§ Task: For every record that follows, write out the text exactly and omit the picture, if one is present.

(Point-per-instance localization data)
────────────────────────────────────────

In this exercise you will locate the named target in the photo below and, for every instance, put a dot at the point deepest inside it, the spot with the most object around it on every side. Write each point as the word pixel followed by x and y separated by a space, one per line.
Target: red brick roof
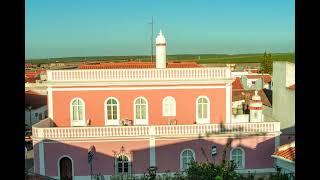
pixel 287 151
pixel 292 87
pixel 239 94
pixel 35 99
pixel 266 78
pixel 236 84
pixel 137 65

────────────────────────────────────────

§ Result of the exercise:
In this exercise you will locate the named target in the photo below and, for every instance, put a dot at the point deepest inside it, the spot with the most object around it on every side. Write each point as the word pixel followed by x and y separated by a space, one per line.
Target: red brick roof
pixel 287 151
pixel 292 87
pixel 239 94
pixel 35 99
pixel 266 78
pixel 236 84
pixel 137 65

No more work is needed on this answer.